--- 作業内容 ---
下の「ページ抜粋」を、一字も変えずに全文そのまま書き写すこと。

--- ページ抜粋 ---
▬▬▬▬▬▬▬▬▬▬

受験生の学習方法を見直す - 日本に残った1年で私が高校現場で取り組んだこと①【016】
ここでは、私が日本の公教育から一度離れる前に公立の高等学校で取り組んだ実践内容について、特に大学受験を控えた生徒が多くいる3年生に関する授業面での実践記録をしています。
初めに、先日の記事で紹介した「3年生からもらったメッセージ」の中には、授業に関するコメントもたくさん書かれていました。その中で、私が取り組んできた授業がどんなものだったのかが分かるようなコメントをいくつか紹介させていただきたいと思います。お世辞も込みで書かれていると思ってご覧ください。

▬▬▬▬▬▬▬▬▬▬

--- 提供データ ---
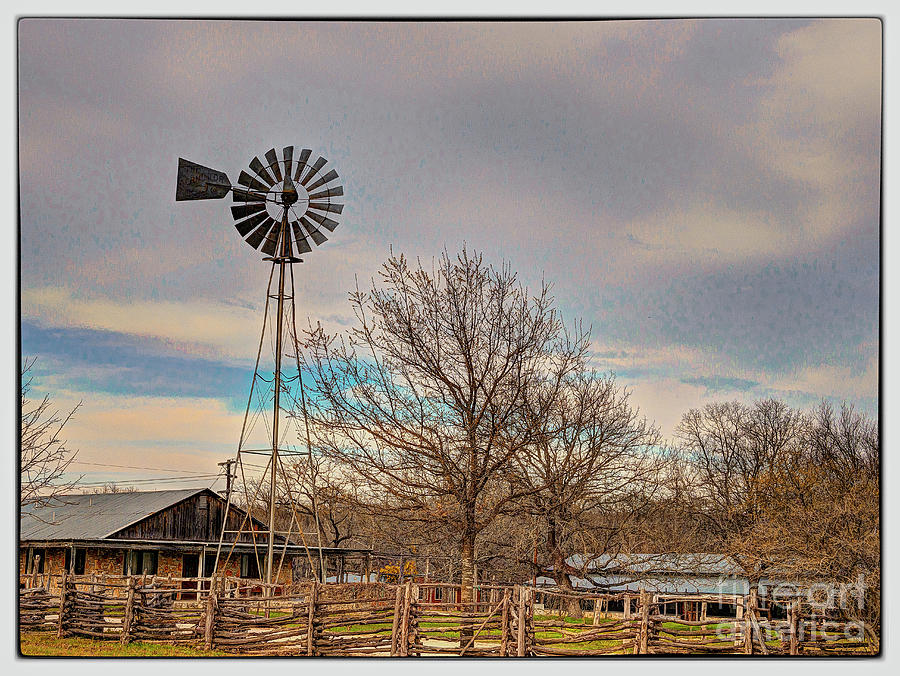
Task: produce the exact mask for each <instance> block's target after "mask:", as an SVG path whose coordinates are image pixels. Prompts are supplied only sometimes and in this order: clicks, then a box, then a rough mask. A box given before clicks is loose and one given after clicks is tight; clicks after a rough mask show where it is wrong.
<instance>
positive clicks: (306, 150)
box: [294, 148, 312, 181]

▬▬▬▬▬▬▬▬▬▬

--- 回答 ---
受験生の学習方法を見直す - 日本に残った1年で私が高校現場で取り組んだこと①【016】
ここでは、私が日本の公教育から一度離れる前に公立の高等学校で取り組んだ実践内容について、特に大学受験を控えた生徒が多くいる3年生に関する授業面での実践記録をしています。
初めに、先日の記事で紹介した「3年生からもらったメッセージ」の中には、授業に関するコメントもたくさん書かれていました。その中で、私が取り組んできた授業がどんなものだったのかが分かるようなコメントをいくつか紹介させていただきたいと思います。お世辞も込みで書かれていると思ってご覧ください。